═════ Data to process

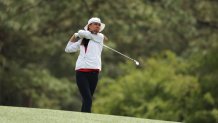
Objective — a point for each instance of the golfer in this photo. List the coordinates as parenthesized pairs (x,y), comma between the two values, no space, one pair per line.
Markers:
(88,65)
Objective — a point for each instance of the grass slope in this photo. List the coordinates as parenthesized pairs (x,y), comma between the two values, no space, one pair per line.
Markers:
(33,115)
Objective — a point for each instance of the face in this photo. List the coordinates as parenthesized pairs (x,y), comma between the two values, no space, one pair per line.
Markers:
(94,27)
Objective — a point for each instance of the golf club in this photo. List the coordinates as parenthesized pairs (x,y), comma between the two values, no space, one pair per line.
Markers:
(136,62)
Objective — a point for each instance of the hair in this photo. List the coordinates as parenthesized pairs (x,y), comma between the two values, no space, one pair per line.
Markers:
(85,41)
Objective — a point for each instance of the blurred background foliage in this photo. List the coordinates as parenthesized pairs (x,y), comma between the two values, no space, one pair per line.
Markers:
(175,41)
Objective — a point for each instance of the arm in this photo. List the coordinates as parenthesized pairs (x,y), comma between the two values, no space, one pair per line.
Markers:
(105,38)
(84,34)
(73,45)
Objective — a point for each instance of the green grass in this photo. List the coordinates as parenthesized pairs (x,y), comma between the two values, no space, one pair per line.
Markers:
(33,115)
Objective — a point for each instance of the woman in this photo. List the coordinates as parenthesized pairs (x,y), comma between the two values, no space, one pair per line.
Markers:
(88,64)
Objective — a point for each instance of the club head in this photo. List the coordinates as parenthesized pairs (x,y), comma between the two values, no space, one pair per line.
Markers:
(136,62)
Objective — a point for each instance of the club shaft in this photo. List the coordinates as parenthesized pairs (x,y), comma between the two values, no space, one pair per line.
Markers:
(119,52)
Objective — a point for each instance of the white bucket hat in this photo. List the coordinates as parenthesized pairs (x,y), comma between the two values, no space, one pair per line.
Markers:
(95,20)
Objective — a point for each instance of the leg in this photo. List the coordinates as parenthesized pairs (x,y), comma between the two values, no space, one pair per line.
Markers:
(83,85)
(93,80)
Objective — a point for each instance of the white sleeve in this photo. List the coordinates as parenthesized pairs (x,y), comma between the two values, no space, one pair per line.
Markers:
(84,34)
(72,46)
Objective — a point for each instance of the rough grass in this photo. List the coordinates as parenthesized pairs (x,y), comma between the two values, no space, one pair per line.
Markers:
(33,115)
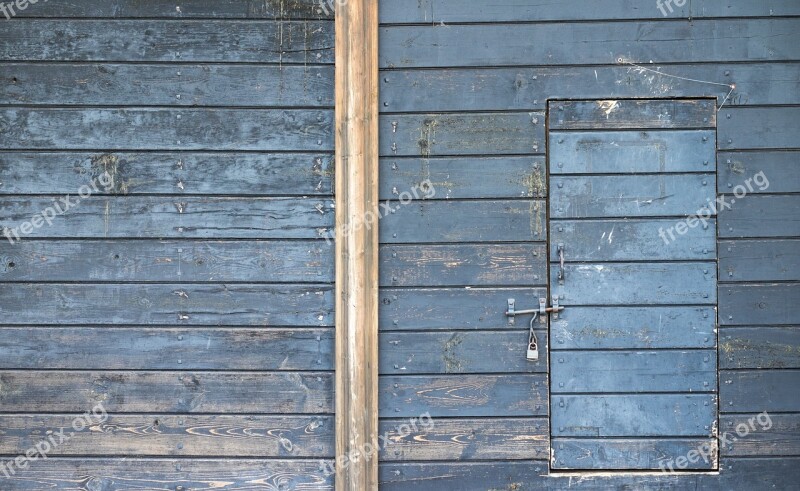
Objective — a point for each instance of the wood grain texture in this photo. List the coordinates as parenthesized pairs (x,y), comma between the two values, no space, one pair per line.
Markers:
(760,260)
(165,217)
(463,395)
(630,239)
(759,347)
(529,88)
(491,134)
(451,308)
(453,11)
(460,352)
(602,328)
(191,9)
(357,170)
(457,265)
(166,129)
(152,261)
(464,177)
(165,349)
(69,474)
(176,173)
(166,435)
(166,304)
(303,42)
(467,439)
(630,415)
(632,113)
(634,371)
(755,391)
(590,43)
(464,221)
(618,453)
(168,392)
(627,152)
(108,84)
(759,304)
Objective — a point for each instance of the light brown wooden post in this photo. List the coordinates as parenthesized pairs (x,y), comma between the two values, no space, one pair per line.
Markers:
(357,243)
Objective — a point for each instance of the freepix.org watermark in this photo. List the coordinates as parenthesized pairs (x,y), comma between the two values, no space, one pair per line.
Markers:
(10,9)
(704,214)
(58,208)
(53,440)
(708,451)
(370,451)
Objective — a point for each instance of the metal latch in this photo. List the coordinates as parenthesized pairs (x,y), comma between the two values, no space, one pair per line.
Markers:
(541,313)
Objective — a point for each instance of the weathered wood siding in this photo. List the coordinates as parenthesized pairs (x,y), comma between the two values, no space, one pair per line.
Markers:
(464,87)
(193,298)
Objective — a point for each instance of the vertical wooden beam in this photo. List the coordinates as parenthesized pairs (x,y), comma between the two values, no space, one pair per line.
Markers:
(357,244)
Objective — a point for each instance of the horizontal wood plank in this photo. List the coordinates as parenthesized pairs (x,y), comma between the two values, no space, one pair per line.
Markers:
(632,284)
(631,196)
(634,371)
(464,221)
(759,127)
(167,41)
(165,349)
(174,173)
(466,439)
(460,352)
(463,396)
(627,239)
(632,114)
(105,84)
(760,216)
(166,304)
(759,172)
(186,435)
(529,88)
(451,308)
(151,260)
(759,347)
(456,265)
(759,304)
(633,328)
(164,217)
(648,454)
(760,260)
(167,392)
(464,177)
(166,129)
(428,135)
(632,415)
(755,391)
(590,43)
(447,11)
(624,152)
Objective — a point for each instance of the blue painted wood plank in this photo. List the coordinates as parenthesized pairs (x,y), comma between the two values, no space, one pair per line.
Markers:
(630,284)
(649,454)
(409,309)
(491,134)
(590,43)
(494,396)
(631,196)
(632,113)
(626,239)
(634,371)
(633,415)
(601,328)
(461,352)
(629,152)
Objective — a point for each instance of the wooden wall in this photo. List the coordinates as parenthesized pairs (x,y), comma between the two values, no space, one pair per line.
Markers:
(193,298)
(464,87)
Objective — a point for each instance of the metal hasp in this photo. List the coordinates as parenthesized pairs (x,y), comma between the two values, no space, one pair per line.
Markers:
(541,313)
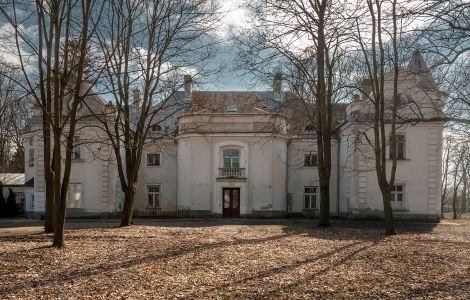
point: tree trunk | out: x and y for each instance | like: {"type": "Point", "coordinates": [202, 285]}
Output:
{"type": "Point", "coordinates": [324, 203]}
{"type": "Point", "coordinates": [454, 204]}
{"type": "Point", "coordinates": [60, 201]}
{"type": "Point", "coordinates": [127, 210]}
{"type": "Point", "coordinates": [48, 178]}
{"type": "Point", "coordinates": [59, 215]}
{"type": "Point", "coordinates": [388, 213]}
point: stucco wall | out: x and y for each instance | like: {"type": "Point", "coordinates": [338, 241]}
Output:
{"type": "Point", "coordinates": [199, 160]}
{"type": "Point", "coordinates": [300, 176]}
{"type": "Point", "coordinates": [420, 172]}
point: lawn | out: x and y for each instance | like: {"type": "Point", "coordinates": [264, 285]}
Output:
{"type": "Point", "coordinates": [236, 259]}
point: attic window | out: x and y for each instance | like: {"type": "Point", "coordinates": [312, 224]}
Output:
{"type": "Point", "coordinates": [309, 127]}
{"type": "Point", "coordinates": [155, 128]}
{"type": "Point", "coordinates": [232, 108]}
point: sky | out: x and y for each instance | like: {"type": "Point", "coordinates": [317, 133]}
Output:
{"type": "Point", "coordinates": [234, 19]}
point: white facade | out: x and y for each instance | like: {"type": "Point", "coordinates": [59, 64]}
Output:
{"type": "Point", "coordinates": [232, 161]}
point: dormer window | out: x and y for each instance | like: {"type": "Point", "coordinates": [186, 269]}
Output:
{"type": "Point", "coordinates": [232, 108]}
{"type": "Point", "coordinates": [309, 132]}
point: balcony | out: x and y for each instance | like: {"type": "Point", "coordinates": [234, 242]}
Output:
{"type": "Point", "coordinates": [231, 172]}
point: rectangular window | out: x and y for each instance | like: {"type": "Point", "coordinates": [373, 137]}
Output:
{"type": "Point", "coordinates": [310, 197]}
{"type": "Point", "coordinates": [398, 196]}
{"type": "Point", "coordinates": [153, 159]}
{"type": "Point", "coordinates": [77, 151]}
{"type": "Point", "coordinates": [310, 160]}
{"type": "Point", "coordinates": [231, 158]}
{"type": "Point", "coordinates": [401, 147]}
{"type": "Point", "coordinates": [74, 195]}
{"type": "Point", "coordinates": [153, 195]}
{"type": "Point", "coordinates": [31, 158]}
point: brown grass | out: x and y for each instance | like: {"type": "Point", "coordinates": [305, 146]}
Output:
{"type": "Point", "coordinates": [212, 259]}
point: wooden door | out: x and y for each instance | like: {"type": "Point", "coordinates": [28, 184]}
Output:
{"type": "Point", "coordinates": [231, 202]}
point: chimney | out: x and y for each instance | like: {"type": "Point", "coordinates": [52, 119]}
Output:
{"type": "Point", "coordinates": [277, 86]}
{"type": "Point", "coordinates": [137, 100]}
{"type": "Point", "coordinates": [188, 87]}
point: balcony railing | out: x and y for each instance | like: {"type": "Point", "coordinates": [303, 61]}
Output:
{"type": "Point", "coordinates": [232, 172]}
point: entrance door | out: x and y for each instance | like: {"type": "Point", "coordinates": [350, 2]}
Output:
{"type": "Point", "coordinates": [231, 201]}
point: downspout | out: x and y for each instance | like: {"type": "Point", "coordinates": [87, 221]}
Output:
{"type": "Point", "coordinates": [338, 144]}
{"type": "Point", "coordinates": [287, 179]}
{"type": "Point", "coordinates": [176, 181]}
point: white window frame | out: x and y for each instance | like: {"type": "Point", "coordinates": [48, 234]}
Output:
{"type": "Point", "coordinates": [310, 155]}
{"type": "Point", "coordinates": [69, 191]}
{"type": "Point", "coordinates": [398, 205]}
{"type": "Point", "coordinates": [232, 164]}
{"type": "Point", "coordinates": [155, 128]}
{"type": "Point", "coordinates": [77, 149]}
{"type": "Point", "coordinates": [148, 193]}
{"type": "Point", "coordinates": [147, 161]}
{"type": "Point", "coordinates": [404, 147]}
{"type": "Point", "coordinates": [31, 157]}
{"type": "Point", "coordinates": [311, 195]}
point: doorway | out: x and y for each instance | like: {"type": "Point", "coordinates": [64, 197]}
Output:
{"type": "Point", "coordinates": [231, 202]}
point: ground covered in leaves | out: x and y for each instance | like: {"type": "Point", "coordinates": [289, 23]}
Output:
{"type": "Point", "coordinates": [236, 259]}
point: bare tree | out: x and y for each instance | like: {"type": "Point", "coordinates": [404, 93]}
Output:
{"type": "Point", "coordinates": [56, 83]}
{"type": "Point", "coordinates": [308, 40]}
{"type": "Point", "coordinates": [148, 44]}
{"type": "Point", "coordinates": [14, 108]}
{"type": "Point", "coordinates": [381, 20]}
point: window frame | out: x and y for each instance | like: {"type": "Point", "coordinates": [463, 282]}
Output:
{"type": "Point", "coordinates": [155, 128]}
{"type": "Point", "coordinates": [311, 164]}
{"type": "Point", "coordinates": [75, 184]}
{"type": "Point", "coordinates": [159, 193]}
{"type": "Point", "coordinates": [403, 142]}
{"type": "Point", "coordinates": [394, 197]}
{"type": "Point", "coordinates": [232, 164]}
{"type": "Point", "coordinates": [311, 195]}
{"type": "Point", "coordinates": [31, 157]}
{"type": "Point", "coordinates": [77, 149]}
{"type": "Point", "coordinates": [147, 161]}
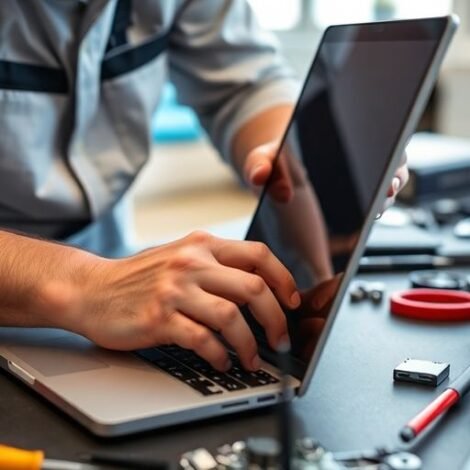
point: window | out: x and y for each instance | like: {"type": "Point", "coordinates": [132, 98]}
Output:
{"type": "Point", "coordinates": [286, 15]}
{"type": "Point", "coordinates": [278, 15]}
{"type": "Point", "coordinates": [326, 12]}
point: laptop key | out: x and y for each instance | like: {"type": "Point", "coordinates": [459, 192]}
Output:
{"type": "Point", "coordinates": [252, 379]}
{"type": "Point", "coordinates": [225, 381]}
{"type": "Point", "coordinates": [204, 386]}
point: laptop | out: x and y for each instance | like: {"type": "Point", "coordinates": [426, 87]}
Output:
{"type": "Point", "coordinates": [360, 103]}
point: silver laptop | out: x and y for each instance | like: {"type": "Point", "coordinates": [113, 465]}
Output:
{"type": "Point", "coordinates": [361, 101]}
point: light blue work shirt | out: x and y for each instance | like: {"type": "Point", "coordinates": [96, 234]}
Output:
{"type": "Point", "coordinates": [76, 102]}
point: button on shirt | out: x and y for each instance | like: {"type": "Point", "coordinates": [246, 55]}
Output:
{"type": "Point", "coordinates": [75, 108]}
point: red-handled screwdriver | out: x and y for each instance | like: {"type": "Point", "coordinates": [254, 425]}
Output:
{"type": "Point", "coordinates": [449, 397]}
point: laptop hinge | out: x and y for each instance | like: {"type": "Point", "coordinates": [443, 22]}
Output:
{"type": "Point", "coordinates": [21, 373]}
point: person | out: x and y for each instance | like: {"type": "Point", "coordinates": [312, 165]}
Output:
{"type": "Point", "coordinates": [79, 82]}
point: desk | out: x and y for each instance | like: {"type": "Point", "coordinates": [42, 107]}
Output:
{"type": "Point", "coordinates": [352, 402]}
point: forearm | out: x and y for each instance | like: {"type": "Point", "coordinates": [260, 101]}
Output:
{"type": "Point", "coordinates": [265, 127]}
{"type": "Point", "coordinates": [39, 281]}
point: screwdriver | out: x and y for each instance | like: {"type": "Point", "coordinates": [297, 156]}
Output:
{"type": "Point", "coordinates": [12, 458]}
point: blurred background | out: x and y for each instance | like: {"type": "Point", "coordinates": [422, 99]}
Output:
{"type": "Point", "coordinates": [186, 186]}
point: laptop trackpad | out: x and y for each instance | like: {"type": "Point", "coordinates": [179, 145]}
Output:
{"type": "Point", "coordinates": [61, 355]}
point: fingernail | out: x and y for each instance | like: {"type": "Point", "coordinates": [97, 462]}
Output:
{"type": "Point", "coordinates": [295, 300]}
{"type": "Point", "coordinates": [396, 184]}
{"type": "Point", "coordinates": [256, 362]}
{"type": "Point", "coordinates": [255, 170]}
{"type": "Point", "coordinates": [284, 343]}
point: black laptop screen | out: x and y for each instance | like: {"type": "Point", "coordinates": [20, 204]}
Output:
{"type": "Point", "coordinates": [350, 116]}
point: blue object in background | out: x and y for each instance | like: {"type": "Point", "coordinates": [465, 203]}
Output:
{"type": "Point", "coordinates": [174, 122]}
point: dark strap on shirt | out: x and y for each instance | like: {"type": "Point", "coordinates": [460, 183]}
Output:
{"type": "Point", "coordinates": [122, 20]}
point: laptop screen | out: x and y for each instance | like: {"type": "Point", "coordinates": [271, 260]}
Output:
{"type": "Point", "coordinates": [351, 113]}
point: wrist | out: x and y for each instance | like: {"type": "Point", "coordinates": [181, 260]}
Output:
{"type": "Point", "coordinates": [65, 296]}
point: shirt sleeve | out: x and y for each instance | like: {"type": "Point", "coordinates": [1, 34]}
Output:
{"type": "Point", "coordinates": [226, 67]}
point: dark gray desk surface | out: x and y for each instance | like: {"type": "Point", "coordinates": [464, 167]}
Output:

══════════

◆ Aim of the exercise: Go through the records. Copy each line where "screwdriver" appears.

◆ Answer section:
point: red-handled screwdriver | out: x and y for each instance | like: {"type": "Point", "coordinates": [254, 425]}
point: screwdriver | out: x and y for each instance | like: {"type": "Point", "coordinates": [297, 156]}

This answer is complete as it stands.